Segment Open

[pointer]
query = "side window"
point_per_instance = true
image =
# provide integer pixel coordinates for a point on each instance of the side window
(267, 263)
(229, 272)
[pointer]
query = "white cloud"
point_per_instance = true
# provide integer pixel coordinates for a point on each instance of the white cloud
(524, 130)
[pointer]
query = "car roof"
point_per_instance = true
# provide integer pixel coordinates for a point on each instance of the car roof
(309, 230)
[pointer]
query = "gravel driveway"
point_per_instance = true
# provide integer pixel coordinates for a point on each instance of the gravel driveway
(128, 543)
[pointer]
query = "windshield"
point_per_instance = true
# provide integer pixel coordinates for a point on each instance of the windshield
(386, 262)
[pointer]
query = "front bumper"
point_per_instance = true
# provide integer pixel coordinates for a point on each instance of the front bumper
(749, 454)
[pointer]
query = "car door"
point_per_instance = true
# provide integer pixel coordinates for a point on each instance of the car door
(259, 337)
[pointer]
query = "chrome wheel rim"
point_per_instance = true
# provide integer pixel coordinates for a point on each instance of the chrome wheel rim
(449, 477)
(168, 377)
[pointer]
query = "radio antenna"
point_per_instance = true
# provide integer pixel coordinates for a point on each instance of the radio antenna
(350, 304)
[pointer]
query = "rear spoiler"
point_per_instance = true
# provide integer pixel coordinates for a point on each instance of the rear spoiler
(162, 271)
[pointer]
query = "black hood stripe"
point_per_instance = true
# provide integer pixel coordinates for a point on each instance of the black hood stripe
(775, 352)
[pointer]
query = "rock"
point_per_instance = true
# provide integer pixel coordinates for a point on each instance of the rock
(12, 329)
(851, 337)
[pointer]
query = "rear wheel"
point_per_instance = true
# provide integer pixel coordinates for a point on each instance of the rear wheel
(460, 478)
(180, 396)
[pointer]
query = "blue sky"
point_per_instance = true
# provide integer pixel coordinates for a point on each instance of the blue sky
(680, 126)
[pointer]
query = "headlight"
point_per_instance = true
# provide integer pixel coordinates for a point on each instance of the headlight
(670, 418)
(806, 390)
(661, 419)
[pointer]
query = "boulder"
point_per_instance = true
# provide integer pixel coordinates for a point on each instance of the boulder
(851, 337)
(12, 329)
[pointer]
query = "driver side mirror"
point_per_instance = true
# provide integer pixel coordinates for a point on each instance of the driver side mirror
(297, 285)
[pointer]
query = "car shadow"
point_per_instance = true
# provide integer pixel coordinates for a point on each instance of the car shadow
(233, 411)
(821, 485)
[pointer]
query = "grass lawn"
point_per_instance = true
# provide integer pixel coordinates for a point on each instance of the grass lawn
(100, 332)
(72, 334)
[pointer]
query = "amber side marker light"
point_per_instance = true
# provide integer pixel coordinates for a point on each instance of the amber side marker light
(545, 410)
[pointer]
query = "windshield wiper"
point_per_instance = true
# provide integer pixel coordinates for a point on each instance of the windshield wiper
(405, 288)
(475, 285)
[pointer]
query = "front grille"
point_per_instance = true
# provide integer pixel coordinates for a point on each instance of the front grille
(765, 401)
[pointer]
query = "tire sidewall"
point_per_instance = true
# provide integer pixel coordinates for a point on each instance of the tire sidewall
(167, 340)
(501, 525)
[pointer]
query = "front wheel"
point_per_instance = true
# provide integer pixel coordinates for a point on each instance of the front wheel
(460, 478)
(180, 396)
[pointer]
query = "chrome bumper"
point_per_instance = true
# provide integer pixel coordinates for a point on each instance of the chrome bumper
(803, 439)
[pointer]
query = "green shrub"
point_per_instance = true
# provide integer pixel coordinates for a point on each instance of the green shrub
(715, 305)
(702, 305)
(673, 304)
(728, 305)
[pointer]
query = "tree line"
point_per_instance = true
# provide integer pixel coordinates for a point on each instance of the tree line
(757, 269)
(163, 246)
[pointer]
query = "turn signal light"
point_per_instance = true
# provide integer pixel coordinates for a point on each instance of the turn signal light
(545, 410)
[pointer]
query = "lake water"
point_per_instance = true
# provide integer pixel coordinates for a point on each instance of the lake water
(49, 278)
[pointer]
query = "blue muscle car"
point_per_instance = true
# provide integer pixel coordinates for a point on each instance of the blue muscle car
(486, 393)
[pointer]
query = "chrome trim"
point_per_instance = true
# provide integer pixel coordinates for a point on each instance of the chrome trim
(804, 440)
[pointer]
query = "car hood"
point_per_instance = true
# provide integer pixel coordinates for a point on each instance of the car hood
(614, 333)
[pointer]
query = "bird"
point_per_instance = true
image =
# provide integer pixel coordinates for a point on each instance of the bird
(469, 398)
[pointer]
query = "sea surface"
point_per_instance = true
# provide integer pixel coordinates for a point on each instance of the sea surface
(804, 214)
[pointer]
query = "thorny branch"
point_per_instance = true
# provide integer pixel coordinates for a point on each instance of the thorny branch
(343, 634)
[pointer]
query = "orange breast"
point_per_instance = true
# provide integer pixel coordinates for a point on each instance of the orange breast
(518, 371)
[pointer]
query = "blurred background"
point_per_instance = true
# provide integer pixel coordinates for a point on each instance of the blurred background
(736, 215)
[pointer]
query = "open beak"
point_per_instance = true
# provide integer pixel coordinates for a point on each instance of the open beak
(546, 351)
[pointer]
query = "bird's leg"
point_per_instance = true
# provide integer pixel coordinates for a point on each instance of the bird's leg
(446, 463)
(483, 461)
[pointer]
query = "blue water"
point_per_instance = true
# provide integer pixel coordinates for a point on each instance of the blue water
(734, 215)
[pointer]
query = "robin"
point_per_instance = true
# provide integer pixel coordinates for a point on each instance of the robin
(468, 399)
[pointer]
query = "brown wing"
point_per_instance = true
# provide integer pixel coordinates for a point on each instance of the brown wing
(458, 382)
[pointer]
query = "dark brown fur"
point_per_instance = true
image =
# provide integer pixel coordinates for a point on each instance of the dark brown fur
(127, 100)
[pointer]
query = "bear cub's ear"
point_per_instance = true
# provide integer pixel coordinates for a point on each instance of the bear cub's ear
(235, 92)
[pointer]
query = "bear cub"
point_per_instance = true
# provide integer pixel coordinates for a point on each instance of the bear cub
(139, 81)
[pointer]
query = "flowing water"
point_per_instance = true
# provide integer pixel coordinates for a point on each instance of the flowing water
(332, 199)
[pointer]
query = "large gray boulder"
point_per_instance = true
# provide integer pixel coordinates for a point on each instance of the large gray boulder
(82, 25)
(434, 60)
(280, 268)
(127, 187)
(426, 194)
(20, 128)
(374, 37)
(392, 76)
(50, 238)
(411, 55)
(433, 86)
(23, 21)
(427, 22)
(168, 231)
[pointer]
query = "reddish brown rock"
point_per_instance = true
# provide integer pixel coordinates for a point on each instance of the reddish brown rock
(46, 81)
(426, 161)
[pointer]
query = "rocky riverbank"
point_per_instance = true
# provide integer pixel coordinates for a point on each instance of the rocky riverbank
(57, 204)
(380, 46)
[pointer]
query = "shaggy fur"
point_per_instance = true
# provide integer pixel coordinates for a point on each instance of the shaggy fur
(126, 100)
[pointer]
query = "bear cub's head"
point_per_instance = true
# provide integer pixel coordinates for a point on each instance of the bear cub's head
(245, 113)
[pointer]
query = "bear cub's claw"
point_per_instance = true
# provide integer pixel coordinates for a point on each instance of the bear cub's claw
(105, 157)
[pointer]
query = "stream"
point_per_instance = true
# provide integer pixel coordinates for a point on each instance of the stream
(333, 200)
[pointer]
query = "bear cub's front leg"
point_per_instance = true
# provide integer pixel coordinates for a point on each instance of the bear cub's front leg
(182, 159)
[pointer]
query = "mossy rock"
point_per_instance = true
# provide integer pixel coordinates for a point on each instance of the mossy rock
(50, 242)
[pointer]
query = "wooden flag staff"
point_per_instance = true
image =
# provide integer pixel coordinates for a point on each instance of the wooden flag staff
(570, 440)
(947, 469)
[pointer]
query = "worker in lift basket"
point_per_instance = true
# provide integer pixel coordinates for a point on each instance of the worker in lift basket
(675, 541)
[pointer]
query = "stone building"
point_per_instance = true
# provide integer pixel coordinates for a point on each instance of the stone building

Segment Closed

Directions for this task: Count the lines of the listing that contain the word "stone", and give only the number.

Reply: 2